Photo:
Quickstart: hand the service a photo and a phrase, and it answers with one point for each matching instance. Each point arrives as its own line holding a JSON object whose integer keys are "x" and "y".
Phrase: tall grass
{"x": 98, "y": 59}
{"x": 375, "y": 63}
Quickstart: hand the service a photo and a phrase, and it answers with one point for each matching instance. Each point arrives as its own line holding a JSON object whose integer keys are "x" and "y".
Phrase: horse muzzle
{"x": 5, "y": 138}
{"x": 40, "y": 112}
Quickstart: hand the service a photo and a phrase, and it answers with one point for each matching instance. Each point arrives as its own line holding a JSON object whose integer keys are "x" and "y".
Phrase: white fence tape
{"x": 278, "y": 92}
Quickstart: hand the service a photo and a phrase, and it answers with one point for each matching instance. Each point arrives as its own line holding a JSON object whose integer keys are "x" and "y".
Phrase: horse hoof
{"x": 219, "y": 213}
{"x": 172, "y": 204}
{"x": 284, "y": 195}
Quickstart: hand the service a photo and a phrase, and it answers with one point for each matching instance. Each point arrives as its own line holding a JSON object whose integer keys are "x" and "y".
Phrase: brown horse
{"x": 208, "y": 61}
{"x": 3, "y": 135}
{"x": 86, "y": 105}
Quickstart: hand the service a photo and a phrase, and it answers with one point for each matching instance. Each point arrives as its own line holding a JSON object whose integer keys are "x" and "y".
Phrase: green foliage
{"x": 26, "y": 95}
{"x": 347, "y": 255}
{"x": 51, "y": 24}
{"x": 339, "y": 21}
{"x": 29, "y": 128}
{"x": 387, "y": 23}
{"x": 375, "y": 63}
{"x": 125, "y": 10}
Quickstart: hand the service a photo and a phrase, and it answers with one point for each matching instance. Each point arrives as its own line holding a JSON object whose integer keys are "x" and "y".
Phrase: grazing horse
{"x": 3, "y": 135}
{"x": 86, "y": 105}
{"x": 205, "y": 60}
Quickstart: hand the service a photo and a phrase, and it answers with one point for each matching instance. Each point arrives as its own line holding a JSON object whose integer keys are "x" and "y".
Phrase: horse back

::::

▶ EXERCISE GOAL: Each entry above needs to be duplicated exactly.

▶ RESPONSE TO THIS EXERCISE:
Photo:
Quickstart: hand the service a photo and a phrase, and it answers with one point for each matching instance. Each point arrives as its own line holding a JSON object whose integer keys are "x" and "y".
Phrase: tall grass
{"x": 98, "y": 59}
{"x": 375, "y": 63}
Quickstart: hand the service a photo and a phrase, and it answers with one point for each matching instance. Each point arrives as its own line holding a JSON object whose integer keys are "x" and "y".
Phrase: horse muzzle
{"x": 5, "y": 138}
{"x": 40, "y": 112}
Quickstart: hand the service a photo and a phrase, and it answers with one point for each matching instance. Each point arrives as its own line holding a JSON object whose integer keys are "x" and "y".
Phrase: white fence tape
{"x": 278, "y": 92}
Quickstart: hand the service a photo and a phrase, and it answers with one point for each matching instance. Each point arrives as its own line holding a JSON object whose integer keys are "x" and "y".
Phrase: horse hoof
{"x": 219, "y": 213}
{"x": 172, "y": 204}
{"x": 284, "y": 195}
Quickstart: hand the service a photo and a phrase, and it answers with one point for each matching instance. Each point arrives as its own line holding a JSON object whose integer keys are "x" and "y".
Phrase: brown horse
{"x": 208, "y": 61}
{"x": 3, "y": 135}
{"x": 86, "y": 105}
Quickstart: hand the service a photo and a phrase, and it answers with one point for each matching instance. Each point arrives as its own line holding a JSON object whose integer keys are "x" and "y".
Phrase: green foliage
{"x": 26, "y": 95}
{"x": 347, "y": 255}
{"x": 51, "y": 24}
{"x": 339, "y": 21}
{"x": 29, "y": 128}
{"x": 387, "y": 23}
{"x": 375, "y": 63}
{"x": 125, "y": 10}
Quickstart: hand the service a photo and a phrase, and it answers with one point for each matching instance. Each point arrives as its own line holding a JSON object whose integer keys are "x" and "y".
Phrase: grazing horse
{"x": 3, "y": 135}
{"x": 86, "y": 105}
{"x": 205, "y": 60}
Quickstart: hand the service a photo and a phrase, and it answers with one point for each matching instance. Each point arrives as its own line holding a JSON object whose integer keys are "x" and "y".
Phrase: horse back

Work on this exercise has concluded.